----- DATA LISTING
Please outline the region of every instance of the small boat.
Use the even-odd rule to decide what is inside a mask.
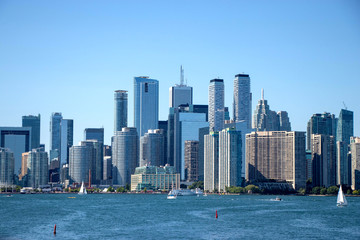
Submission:
[[[76,197],[68,197],[68,198],[76,198]]]
[[[12,194],[7,194],[6,197],[12,197],[13,195]]]
[[[86,187],[84,187],[84,181],[82,181],[79,195],[85,195],[85,194],[87,194]]]
[[[167,195],[167,199],[176,199],[176,195],[172,194],[171,192]]]
[[[337,196],[337,201],[336,201],[336,206],[338,207],[345,207],[348,205],[347,201],[346,201],[346,198],[345,198],[345,195],[342,191],[342,187],[340,185],[340,188],[339,188],[339,192],[338,192],[338,196]]]
[[[278,202],[280,202],[280,201],[282,201],[282,199],[281,199],[281,198],[279,198],[279,197],[276,197],[274,201],[278,201]]]

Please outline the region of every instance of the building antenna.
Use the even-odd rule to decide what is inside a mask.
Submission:
[[[180,86],[184,85],[184,69],[182,65],[180,66]]]
[[[261,89],[261,99],[264,101],[264,89]]]
[[[345,110],[347,110],[347,106],[345,105],[345,102],[344,102],[344,101],[343,101],[343,104],[344,104]]]

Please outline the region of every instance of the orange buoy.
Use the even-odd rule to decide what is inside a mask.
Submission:
[[[218,218],[217,210],[216,210],[216,212],[215,212],[215,218]]]
[[[54,226],[54,235],[56,234],[56,224]]]

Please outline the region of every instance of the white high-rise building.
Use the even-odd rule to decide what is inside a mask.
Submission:
[[[164,139],[162,129],[149,129],[140,138],[140,167],[165,165]]]
[[[169,88],[169,107],[176,108],[180,105],[193,104],[193,89],[184,83],[184,70],[180,67],[180,85]]]
[[[204,190],[219,190],[219,133],[204,136]]]
[[[350,137],[351,189],[360,189],[360,138]]]
[[[221,131],[225,124],[224,80],[210,80],[209,85],[209,127],[210,131]]]
[[[14,153],[7,148],[0,148],[0,187],[14,182]]]
[[[234,80],[234,121],[246,121],[251,128],[252,94],[250,91],[250,77],[248,74],[237,74]]]
[[[27,159],[29,186],[38,188],[49,182],[48,154],[44,148],[33,149]]]

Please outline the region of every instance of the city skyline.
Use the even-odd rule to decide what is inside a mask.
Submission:
[[[294,131],[306,131],[313,114],[339,117],[344,102],[354,112],[354,135],[360,135],[358,2],[211,2],[205,9],[204,2],[159,1],[162,9],[146,2],[142,8],[84,3],[70,10],[45,1],[0,4],[0,83],[6,86],[0,126],[21,127],[22,116],[40,114],[40,143],[47,151],[53,112],[74,120],[74,144],[85,128],[101,127],[111,144],[118,89],[129,92],[132,127],[136,76],[159,81],[159,120],[166,120],[168,89],[180,82],[180,65],[194,104],[207,104],[204,89],[221,78],[232,113],[234,76],[244,73],[251,77],[252,109],[264,88],[271,108],[287,111]],[[137,17],[130,14],[135,10]]]

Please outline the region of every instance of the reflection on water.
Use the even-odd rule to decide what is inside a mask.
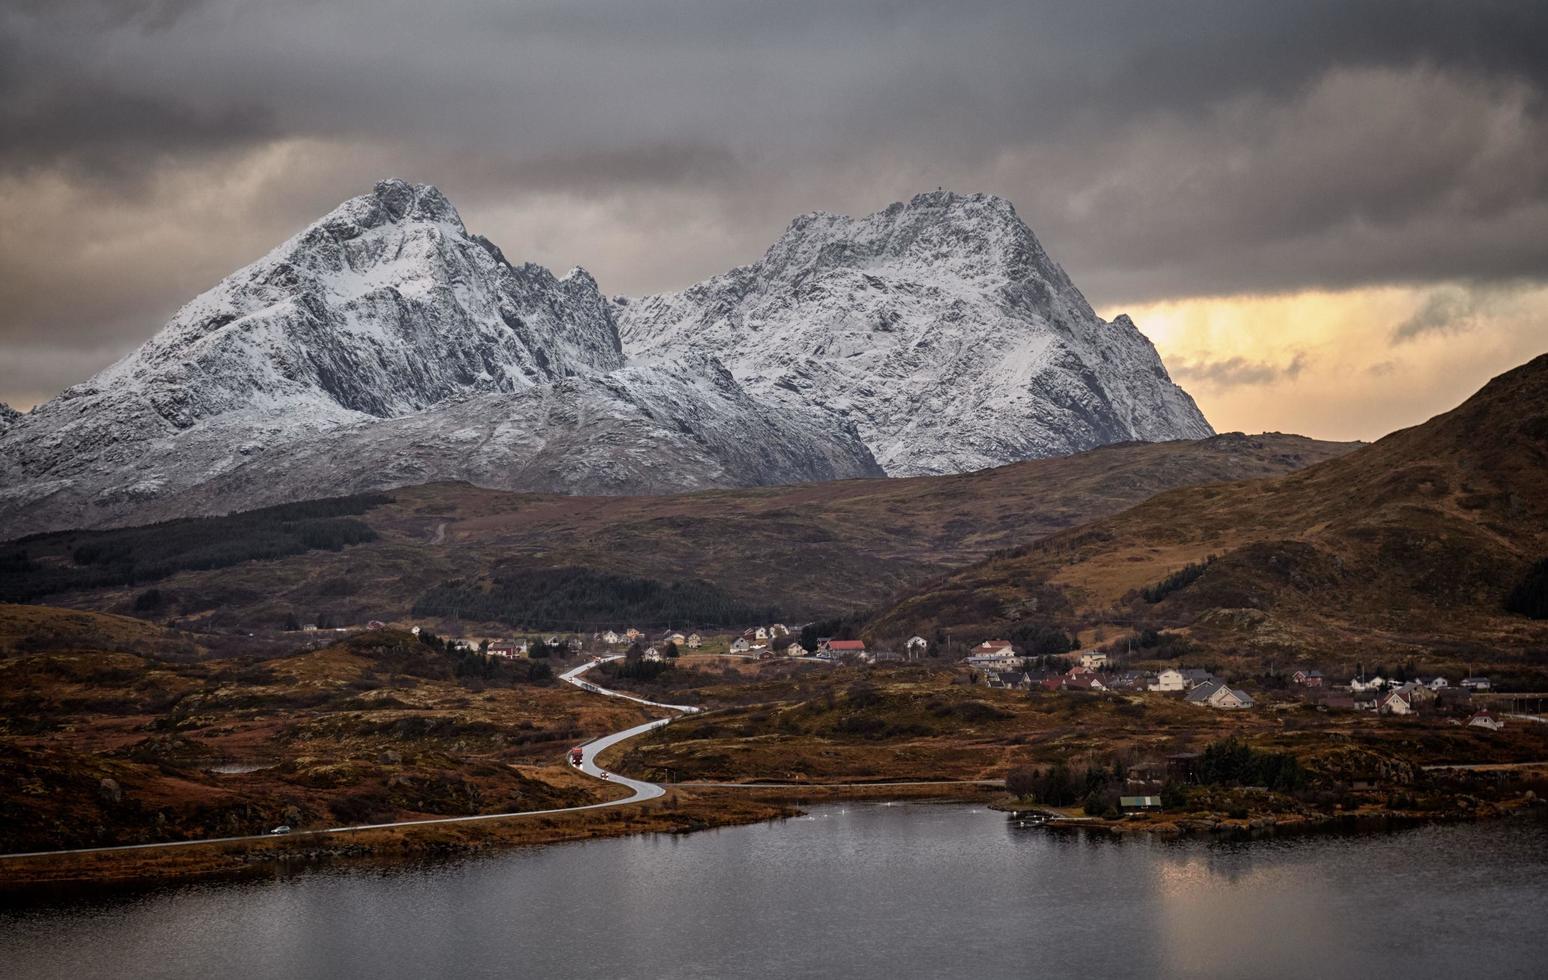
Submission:
[[[273,769],[274,762],[222,762],[209,766],[205,772],[212,772],[219,776],[245,776],[250,772],[262,772],[265,769]]]
[[[1542,976],[1548,828],[1239,844],[919,804],[0,913],[0,976]]]

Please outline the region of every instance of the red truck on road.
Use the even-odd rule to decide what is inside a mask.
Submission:
[[[585,758],[585,756],[586,756],[586,754],[581,751],[581,747],[579,745],[575,746],[575,748],[570,750],[570,765],[572,765],[572,766],[580,765],[581,764],[581,760],[583,758]]]

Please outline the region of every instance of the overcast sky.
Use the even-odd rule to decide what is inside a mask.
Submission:
[[[9,0],[0,400],[378,179],[612,293],[1011,199],[1222,430],[1371,438],[1548,350],[1540,0]]]

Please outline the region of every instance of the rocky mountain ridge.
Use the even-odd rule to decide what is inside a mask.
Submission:
[[[1170,627],[1211,654],[1541,660],[1506,598],[1548,556],[1548,354],[1270,479],[1174,489],[889,604],[881,635]],[[1369,659],[1366,660],[1370,662]]]
[[[627,494],[960,472],[1211,431],[999,198],[806,215],[752,266],[629,302],[512,264],[439,190],[387,180],[90,381],[0,413],[0,520],[446,479]]]
[[[614,304],[630,354],[710,353],[758,397],[851,420],[892,476],[1214,432],[992,195],[802,215],[751,265]]]

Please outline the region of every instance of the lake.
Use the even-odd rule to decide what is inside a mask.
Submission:
[[[1548,824],[1242,843],[860,804],[0,912],[0,977],[1548,975]]]

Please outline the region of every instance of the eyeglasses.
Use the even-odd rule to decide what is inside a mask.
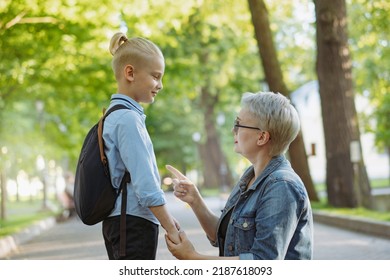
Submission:
[[[237,120],[234,121],[234,126],[233,126],[233,132],[234,133],[237,133],[238,132],[238,128],[249,128],[249,129],[256,129],[256,130],[260,130],[262,131],[260,128],[258,127],[254,127],[254,126],[246,126],[246,125],[241,125]]]

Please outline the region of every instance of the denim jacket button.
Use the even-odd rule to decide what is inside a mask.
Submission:
[[[247,227],[248,227],[248,223],[245,222],[245,223],[242,224],[242,226],[243,226],[244,228],[247,228]]]
[[[228,250],[229,250],[229,251],[233,251],[233,246],[232,246],[232,245],[229,245],[229,246],[228,246]]]

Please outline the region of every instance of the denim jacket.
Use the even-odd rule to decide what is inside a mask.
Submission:
[[[240,259],[312,259],[313,217],[306,189],[283,156],[274,157],[255,182],[253,166],[241,177],[222,210],[217,242],[225,256]],[[220,225],[232,210],[225,242]],[[223,246],[223,248],[221,248]]]

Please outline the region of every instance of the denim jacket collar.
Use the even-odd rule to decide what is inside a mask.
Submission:
[[[285,160],[284,155],[278,155],[271,159],[271,161],[267,164],[263,172],[260,174],[259,177],[256,178],[256,180],[253,182],[251,186],[248,187],[248,190],[256,190],[259,183],[268,177],[269,174],[271,174],[275,169],[277,169],[282,162]],[[248,183],[255,175],[254,167],[253,165],[248,167],[248,169],[244,172],[241,179],[238,182],[239,188],[241,191],[245,191]]]

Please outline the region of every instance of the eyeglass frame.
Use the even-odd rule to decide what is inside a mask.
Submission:
[[[258,128],[258,127],[241,125],[241,124],[238,123],[238,120],[235,120],[235,121],[234,121],[234,124],[233,124],[233,132],[234,132],[235,134],[237,134],[237,133],[238,133],[238,129],[239,129],[240,127],[242,127],[242,128],[248,128],[248,129],[256,129],[256,130],[260,130],[260,131],[264,131],[264,132],[265,132],[265,130],[262,130],[261,128]],[[270,139],[271,139],[271,138],[270,138]]]
[[[264,130],[258,128],[258,127],[241,125],[241,124],[238,123],[237,120],[235,120],[235,121],[234,121],[234,124],[233,124],[233,132],[237,134],[237,133],[238,133],[238,129],[239,129],[240,127],[264,131]]]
----------
▸ WHAT IS BEING ASKED
Scan the material for the word "building". Return every line where it is found.

▸ ANSWER FOR THIS EXERCISE
Please outline the region of every instance of the building antenna.
Please outline the region of every instance of the white high-rise building.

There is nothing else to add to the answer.